<ゲーム就活とらのまき> 学内説明会〜良い質問・悪い質問〜

Post date: Nov 3, 2010 11:24:31 AM

早いものでもう2012年卒の就職活動が始まっております。

「ゲーム就活とらのまき」と題してゲーム関連企業への就職を中心に「就職活動・ちょっといい話」をまとめていきたいとおもいます。

あくまで「ゲーム感覚で」読んでくださいね〜!シリアスすぎるのはよくない!

さて神奈川工科大キャリア就職センターのご協力で、(株)コナミデジタルエンタテインメントさんの学内説明会が11/17に開催されます

都合で例年よりもさらにはやく設定されたものだそうです。

学生の皆さんの心理を想像するに、トップバッター、緒戦の説明会というものは甘く見がちですが、企業側はそうは見てくれません。

今回は特に「学内説明会」に絞った形でゲーム関連企業への就職に向けて、何をすべきか、何をすべきでないか、をまとめてみました。

● **データ**

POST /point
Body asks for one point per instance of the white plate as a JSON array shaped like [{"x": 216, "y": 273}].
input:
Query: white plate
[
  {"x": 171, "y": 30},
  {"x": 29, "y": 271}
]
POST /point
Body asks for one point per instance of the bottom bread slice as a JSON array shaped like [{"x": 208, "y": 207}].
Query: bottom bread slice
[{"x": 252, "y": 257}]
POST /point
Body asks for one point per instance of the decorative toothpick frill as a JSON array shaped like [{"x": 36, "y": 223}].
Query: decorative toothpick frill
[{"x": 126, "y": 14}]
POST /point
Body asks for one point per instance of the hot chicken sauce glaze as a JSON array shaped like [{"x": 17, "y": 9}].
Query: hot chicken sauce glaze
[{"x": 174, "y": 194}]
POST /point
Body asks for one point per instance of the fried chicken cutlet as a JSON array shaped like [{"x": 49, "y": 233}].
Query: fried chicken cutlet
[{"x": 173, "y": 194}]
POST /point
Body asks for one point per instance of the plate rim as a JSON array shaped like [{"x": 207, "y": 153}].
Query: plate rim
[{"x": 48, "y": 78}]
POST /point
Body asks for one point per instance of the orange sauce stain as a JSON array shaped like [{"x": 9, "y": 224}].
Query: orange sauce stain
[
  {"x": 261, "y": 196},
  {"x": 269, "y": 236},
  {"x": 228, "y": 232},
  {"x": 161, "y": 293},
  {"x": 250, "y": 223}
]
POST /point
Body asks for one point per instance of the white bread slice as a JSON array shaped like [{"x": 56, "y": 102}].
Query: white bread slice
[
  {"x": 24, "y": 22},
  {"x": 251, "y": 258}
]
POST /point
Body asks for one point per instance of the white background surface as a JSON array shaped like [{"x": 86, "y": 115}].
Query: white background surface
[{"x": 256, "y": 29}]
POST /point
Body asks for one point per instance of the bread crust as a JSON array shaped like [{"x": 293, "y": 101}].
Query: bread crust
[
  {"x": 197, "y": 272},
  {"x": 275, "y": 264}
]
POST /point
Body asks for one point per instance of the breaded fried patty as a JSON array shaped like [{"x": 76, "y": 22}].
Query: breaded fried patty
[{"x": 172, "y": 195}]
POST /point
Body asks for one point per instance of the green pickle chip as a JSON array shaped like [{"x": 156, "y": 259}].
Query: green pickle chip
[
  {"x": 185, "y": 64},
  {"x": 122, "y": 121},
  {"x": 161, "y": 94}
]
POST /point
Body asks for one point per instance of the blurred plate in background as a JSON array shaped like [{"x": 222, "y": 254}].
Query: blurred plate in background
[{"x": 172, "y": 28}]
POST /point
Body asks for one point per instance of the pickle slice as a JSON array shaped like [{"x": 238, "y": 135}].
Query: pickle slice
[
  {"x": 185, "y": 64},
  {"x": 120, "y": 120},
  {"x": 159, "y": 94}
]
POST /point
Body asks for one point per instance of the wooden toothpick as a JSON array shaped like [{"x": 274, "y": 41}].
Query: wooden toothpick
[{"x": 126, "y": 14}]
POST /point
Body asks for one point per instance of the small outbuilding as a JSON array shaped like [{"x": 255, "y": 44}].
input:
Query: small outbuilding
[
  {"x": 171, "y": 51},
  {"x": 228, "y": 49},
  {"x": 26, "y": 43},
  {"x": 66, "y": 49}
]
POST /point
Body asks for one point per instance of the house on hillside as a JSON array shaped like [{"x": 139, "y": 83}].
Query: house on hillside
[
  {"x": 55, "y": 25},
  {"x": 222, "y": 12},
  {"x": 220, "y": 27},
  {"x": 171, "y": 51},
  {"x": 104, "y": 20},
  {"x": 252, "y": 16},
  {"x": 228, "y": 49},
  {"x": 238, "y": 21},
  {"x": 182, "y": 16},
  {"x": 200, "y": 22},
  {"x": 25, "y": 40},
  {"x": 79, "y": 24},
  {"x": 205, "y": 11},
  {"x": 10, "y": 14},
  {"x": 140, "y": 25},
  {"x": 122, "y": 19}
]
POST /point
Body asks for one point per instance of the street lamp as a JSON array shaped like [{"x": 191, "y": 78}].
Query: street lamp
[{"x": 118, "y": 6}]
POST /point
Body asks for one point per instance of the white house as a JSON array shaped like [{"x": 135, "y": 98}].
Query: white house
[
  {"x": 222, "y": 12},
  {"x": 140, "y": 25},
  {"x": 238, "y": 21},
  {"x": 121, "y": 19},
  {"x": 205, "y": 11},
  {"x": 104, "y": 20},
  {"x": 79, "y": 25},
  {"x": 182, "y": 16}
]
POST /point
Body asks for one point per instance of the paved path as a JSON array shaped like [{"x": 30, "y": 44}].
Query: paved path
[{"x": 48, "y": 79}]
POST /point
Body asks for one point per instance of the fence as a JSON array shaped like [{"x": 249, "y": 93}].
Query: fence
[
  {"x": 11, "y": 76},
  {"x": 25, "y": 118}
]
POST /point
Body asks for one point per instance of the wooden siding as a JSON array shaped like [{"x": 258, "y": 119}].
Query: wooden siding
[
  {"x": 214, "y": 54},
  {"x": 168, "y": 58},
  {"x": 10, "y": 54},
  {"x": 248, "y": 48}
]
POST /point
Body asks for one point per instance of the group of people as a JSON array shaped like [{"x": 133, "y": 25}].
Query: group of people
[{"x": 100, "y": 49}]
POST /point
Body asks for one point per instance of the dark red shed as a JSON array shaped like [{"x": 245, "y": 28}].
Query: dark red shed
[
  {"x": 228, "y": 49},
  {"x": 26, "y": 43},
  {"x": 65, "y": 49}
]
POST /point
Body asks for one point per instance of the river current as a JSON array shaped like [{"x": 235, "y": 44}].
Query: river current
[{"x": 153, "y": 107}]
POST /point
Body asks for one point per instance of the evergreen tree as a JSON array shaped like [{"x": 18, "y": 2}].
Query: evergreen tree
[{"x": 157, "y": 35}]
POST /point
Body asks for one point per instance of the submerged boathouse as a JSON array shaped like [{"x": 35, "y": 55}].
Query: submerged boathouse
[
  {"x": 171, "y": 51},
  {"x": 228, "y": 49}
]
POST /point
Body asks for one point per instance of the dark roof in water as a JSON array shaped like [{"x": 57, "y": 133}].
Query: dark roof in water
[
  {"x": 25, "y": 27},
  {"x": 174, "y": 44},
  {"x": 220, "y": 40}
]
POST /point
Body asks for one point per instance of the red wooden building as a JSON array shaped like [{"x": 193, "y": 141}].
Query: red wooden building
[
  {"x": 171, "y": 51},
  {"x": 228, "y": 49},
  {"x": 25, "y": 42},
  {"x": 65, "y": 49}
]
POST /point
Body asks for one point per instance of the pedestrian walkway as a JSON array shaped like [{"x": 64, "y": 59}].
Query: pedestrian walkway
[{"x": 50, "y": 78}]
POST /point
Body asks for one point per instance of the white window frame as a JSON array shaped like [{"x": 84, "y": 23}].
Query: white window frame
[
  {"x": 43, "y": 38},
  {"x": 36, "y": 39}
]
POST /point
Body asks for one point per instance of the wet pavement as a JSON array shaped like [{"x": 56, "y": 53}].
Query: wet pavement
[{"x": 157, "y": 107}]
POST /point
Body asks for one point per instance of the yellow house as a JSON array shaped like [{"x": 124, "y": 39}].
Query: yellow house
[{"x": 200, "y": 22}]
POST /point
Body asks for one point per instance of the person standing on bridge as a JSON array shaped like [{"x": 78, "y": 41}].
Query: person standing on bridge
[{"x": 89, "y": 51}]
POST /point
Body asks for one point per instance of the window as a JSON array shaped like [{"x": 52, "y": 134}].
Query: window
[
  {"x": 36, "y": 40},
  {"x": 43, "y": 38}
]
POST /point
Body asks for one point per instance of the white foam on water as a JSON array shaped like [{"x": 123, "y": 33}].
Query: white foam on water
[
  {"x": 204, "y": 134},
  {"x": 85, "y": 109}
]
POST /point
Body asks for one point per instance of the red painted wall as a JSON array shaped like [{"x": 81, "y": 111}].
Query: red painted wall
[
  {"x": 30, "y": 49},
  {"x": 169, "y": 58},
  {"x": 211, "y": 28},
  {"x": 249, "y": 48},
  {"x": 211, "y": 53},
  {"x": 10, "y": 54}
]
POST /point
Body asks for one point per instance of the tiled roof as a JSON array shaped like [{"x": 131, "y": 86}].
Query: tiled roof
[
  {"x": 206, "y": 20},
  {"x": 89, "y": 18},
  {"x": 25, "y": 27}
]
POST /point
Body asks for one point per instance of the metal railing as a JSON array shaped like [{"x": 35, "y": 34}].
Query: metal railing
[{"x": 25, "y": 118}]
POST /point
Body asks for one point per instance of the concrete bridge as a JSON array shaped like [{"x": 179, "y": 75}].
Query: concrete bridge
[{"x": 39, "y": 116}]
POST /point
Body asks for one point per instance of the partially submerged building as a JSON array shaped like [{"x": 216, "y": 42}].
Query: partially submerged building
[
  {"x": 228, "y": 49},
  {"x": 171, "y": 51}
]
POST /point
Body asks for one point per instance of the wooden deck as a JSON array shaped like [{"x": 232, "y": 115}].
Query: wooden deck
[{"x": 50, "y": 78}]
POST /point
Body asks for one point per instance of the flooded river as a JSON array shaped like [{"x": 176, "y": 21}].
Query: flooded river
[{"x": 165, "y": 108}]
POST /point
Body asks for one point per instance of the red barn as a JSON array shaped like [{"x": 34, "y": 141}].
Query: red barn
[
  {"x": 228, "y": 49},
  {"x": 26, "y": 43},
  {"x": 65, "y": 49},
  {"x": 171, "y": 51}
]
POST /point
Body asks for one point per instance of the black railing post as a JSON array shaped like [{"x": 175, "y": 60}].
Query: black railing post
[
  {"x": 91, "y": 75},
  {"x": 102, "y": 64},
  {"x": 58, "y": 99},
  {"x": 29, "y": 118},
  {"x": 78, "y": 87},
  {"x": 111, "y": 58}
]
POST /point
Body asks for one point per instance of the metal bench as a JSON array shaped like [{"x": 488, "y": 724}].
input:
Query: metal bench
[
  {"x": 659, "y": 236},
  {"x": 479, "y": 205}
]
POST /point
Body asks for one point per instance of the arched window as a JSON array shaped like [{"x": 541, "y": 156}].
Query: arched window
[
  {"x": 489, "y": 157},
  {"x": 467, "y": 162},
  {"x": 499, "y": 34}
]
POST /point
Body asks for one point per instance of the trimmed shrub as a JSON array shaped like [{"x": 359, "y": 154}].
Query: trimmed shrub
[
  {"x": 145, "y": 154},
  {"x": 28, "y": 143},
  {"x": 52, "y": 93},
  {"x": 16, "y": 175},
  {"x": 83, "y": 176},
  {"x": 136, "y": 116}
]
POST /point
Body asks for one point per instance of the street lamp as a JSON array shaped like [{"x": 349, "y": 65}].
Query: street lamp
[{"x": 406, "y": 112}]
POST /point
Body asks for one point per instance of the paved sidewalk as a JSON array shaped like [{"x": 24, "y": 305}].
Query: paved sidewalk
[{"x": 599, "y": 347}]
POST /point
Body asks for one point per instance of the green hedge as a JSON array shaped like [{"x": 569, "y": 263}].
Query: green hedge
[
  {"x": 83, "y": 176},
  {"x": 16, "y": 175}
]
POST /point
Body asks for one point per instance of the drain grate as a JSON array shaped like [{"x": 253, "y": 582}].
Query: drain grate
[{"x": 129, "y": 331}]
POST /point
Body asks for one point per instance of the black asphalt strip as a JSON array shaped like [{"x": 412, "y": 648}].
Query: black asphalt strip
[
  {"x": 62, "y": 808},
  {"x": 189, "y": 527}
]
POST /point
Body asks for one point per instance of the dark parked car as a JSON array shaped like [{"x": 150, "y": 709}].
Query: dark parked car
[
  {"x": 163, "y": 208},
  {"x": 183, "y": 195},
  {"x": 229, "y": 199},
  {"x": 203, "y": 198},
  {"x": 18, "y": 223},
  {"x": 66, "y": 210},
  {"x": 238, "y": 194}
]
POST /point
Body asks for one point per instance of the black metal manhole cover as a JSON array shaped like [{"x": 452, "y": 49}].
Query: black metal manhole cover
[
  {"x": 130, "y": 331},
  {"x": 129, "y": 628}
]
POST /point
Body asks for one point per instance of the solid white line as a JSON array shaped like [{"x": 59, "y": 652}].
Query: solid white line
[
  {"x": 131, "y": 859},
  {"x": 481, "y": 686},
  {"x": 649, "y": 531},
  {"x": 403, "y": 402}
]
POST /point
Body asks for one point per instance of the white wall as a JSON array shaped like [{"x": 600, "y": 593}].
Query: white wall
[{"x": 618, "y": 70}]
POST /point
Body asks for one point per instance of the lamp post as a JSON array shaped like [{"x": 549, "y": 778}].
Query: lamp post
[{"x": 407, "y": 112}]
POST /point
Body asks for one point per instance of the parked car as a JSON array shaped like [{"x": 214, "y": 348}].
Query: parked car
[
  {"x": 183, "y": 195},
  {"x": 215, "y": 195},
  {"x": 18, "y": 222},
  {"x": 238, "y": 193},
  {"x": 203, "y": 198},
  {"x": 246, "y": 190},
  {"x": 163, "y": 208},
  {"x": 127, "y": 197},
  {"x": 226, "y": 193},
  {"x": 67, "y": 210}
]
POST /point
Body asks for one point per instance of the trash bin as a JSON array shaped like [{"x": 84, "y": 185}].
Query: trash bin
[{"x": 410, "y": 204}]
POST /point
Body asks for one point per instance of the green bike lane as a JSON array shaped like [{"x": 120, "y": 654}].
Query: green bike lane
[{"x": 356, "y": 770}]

● **要件**
ゲーム関連企業の学内説明会に向けた心構えを扱う記事を、最後の文に続けて書き進めてください。

● **演習の解答**
※これは違う!という採用方面のご意見などありましたら遠慮無くお寄せください。

■ゲーム関連企業(に限らず)学内説明会のポイント

学内説明会に来校される企業はまず「その大学からの学生の採用に興味がある」

つまり、少なくとも「十把一絡げに"Fラン"扱いされていない」ということです。

※神奈川工科大情報メディア学科はいわゆる「Fランク」ではありませんが…!

代ゼミ私立学科別ランキング→ http://www.yozemi.ac.jp/rank/gakka/shiritsu/ri.html

学内説明会を設定する場合は大きく分けると以下の分類ができると思います。

(あくまで白井の推測)

・その大学からの応募者が多い

・その大学からの採用実績も多い

・その大学からのOBで活躍している社員がいる

・その大学のOB社員がいるが、(守秘義務等あり)OB訪問を許可していない

・最終選考等まで残るが残念な学生が多い

・就職課などのお導きにより

・同業他社がその大学にアプローチしているので

※もちろん他の理由もあると思います!ご指摘歓迎>採用各位

いずれにせよ採用側にはその大学に対するある程度の「ブランド意識」があります。

同様に企業の採用側にも企業のブランド意識があります。

逆を言えば11月〜1月期の会社説明会のほとんどは

「あっちのブランドじゃなくてこっちのブランドを理解してね!」という意味で開催されることが多いでしょう。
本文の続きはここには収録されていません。